*** DATASET RECORDS ***

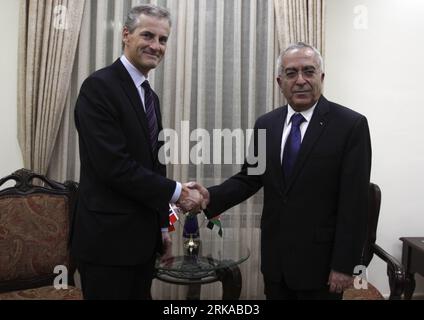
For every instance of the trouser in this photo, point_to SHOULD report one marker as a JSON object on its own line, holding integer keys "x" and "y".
{"x": 100, "y": 282}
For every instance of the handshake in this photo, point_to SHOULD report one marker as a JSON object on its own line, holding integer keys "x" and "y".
{"x": 194, "y": 198}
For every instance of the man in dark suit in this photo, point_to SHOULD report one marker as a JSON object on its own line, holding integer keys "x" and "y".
{"x": 121, "y": 217}
{"x": 318, "y": 157}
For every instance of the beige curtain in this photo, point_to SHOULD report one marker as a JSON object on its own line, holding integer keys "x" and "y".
{"x": 300, "y": 20}
{"x": 48, "y": 39}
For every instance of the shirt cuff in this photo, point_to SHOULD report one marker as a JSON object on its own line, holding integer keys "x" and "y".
{"x": 177, "y": 193}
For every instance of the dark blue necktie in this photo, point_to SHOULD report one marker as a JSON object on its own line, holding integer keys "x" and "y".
{"x": 152, "y": 121}
{"x": 292, "y": 147}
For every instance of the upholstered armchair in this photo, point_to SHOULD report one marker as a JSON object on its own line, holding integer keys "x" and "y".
{"x": 395, "y": 270}
{"x": 35, "y": 220}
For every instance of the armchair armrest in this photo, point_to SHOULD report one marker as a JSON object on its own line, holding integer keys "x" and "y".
{"x": 395, "y": 272}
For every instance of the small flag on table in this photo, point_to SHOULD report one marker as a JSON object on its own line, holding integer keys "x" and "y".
{"x": 173, "y": 218}
{"x": 215, "y": 222}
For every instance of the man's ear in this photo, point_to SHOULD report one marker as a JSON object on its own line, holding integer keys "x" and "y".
{"x": 125, "y": 33}
{"x": 280, "y": 82}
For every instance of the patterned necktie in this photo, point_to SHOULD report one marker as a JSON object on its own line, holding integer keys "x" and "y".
{"x": 292, "y": 147}
{"x": 152, "y": 122}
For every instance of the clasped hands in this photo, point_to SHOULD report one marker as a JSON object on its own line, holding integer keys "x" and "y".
{"x": 194, "y": 198}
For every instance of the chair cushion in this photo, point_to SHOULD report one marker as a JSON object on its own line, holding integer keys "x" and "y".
{"x": 43, "y": 293}
{"x": 33, "y": 235}
{"x": 363, "y": 294}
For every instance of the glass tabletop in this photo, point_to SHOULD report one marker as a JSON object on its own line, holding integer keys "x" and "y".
{"x": 211, "y": 255}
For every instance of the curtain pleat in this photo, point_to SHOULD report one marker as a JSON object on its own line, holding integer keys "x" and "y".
{"x": 48, "y": 39}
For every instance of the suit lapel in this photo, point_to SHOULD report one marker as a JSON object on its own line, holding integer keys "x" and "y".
{"x": 317, "y": 126}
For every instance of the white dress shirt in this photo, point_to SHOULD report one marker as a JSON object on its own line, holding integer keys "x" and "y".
{"x": 307, "y": 114}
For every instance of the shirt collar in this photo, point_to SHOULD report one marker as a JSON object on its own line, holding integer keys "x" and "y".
{"x": 307, "y": 114}
{"x": 137, "y": 77}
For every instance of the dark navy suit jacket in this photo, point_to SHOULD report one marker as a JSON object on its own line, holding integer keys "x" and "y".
{"x": 123, "y": 193}
{"x": 315, "y": 221}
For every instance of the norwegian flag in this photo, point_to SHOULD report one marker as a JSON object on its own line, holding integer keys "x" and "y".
{"x": 173, "y": 218}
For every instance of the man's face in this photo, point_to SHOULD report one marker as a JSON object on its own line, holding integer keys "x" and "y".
{"x": 145, "y": 47}
{"x": 302, "y": 79}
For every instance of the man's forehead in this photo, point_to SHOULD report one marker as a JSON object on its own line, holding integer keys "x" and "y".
{"x": 300, "y": 56}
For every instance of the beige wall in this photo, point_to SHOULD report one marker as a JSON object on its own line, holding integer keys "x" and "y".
{"x": 375, "y": 65}
{"x": 10, "y": 159}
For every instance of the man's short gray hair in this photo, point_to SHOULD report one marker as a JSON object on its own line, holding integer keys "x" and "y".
{"x": 299, "y": 46}
{"x": 133, "y": 17}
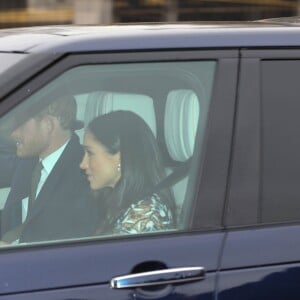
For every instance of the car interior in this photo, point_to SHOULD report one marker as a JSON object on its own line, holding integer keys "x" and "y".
{"x": 172, "y": 98}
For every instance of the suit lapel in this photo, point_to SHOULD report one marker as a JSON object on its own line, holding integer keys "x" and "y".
{"x": 70, "y": 156}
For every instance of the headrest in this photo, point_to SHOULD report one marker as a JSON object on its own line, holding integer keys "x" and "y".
{"x": 100, "y": 103}
{"x": 181, "y": 121}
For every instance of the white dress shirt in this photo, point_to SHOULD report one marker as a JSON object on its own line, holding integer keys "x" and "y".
{"x": 48, "y": 164}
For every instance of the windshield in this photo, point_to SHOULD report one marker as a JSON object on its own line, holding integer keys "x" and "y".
{"x": 10, "y": 59}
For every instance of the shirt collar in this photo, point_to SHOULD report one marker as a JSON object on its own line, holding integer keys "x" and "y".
{"x": 50, "y": 160}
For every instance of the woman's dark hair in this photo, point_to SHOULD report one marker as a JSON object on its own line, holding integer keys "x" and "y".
{"x": 141, "y": 162}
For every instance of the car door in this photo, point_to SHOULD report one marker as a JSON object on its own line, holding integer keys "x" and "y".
{"x": 171, "y": 264}
{"x": 261, "y": 253}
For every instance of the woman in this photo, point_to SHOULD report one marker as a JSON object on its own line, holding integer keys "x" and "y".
{"x": 123, "y": 164}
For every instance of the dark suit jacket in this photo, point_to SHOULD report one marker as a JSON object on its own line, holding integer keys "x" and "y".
{"x": 62, "y": 209}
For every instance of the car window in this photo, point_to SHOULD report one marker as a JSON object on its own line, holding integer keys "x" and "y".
{"x": 10, "y": 59}
{"x": 104, "y": 151}
{"x": 280, "y": 141}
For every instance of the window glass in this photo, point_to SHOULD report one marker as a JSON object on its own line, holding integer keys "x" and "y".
{"x": 137, "y": 125}
{"x": 280, "y": 192}
{"x": 10, "y": 59}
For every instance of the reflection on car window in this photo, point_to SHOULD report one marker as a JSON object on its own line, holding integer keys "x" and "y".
{"x": 101, "y": 159}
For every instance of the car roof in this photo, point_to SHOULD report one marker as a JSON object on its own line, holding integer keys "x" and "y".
{"x": 71, "y": 38}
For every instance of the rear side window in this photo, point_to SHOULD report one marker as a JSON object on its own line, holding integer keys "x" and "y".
{"x": 280, "y": 161}
{"x": 116, "y": 143}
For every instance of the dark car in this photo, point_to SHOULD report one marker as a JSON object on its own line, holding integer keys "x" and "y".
{"x": 223, "y": 101}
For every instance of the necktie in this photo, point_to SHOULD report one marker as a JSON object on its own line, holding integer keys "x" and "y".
{"x": 36, "y": 176}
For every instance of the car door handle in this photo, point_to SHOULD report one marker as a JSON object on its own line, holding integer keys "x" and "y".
{"x": 158, "y": 277}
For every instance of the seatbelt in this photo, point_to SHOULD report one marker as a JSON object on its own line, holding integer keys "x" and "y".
{"x": 179, "y": 173}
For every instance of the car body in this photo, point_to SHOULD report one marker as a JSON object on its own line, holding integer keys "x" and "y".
{"x": 241, "y": 210}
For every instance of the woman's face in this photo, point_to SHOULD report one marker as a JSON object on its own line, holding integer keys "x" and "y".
{"x": 101, "y": 167}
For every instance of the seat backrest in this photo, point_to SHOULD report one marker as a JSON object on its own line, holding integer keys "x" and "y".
{"x": 180, "y": 126}
{"x": 99, "y": 103}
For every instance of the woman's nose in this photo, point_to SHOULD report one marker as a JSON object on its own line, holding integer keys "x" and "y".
{"x": 83, "y": 164}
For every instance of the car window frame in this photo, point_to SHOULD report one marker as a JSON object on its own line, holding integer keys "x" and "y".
{"x": 206, "y": 214}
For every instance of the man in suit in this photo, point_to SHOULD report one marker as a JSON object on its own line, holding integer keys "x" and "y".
{"x": 59, "y": 207}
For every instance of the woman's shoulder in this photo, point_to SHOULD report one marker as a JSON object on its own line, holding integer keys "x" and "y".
{"x": 146, "y": 215}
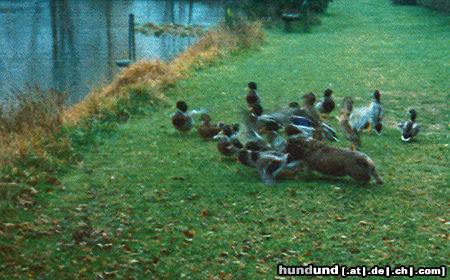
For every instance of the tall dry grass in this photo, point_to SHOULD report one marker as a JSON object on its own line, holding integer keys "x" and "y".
{"x": 35, "y": 136}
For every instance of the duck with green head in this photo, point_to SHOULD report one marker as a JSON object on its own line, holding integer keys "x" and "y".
{"x": 182, "y": 119}
{"x": 409, "y": 128}
{"x": 208, "y": 130}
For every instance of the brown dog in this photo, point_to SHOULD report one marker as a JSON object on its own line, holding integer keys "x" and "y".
{"x": 332, "y": 160}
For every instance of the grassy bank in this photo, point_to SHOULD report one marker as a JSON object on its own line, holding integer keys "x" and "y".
{"x": 150, "y": 203}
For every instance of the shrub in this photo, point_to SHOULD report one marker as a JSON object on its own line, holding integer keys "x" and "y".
{"x": 258, "y": 9}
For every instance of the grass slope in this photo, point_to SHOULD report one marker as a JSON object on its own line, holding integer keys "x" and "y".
{"x": 150, "y": 203}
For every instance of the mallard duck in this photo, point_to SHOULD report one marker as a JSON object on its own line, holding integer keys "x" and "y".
{"x": 228, "y": 144}
{"x": 332, "y": 161}
{"x": 409, "y": 128}
{"x": 252, "y": 96}
{"x": 349, "y": 132}
{"x": 284, "y": 115}
{"x": 208, "y": 130}
{"x": 364, "y": 117}
{"x": 309, "y": 109}
{"x": 299, "y": 125}
{"x": 248, "y": 135}
{"x": 276, "y": 142}
{"x": 268, "y": 164}
{"x": 182, "y": 120}
{"x": 326, "y": 104}
{"x": 321, "y": 131}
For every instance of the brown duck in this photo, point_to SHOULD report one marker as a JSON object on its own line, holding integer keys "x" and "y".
{"x": 349, "y": 133}
{"x": 208, "y": 130}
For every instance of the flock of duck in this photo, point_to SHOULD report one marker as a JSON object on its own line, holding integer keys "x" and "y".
{"x": 256, "y": 141}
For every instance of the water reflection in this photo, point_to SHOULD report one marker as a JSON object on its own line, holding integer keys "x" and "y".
{"x": 72, "y": 45}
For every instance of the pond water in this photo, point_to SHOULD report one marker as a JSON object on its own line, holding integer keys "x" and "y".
{"x": 72, "y": 45}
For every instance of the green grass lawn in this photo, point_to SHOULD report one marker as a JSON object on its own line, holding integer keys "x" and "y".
{"x": 150, "y": 203}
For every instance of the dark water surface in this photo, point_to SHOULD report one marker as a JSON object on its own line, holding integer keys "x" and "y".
{"x": 72, "y": 45}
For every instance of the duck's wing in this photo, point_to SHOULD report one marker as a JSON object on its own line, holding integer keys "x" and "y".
{"x": 376, "y": 112}
{"x": 416, "y": 129}
{"x": 330, "y": 133}
{"x": 276, "y": 142}
{"x": 319, "y": 105}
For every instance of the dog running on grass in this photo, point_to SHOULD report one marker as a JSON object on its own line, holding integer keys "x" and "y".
{"x": 331, "y": 160}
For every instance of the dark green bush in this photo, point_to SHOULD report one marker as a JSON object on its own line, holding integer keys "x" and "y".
{"x": 259, "y": 9}
{"x": 440, "y": 5}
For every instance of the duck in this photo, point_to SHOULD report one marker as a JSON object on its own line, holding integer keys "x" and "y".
{"x": 248, "y": 135}
{"x": 309, "y": 110}
{"x": 252, "y": 97}
{"x": 182, "y": 120}
{"x": 261, "y": 122}
{"x": 349, "y": 132}
{"x": 371, "y": 116}
{"x": 208, "y": 130}
{"x": 269, "y": 164}
{"x": 322, "y": 131}
{"x": 228, "y": 145}
{"x": 409, "y": 128}
{"x": 326, "y": 104}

*** End of DATASET RECORDS ***

## YOUR GOAL
Return the line that contains "For every instance of the dark water", along with every line after it in the data above, exactly and with nothing else.

## PROBLEM SOLUTION
For every instance of the dark water surface in this photo, point_to SHOULD report one marker as a JSON object on its own line, holding integer keys "x" and "y".
{"x": 72, "y": 45}
For every instance of the duck's wing in this photo, point_to SHOULD report one marker as a JSON object on its own line, holding integer keys "x" and "y".
{"x": 376, "y": 112}
{"x": 416, "y": 129}
{"x": 330, "y": 133}
{"x": 276, "y": 142}
{"x": 319, "y": 105}
For every instance of the dog running on grass in this photo, point_to SHOULD report one marker as a JSON object on its own line, holding integer keys "x" and "y".
{"x": 331, "y": 160}
For every instance of the dark green bush in this photo, point_to SHOULD report one marker as a JSON object on its own line, holding integer keys "x" and "y".
{"x": 259, "y": 9}
{"x": 440, "y": 5}
For every instance of the duck in this photo, point_to SHOULD report one marker as a JSON object on its own line, holding integer keys "x" and "y".
{"x": 248, "y": 135}
{"x": 309, "y": 110}
{"x": 252, "y": 97}
{"x": 182, "y": 120}
{"x": 261, "y": 122}
{"x": 349, "y": 132}
{"x": 371, "y": 116}
{"x": 208, "y": 130}
{"x": 269, "y": 164}
{"x": 322, "y": 131}
{"x": 228, "y": 145}
{"x": 409, "y": 128}
{"x": 326, "y": 104}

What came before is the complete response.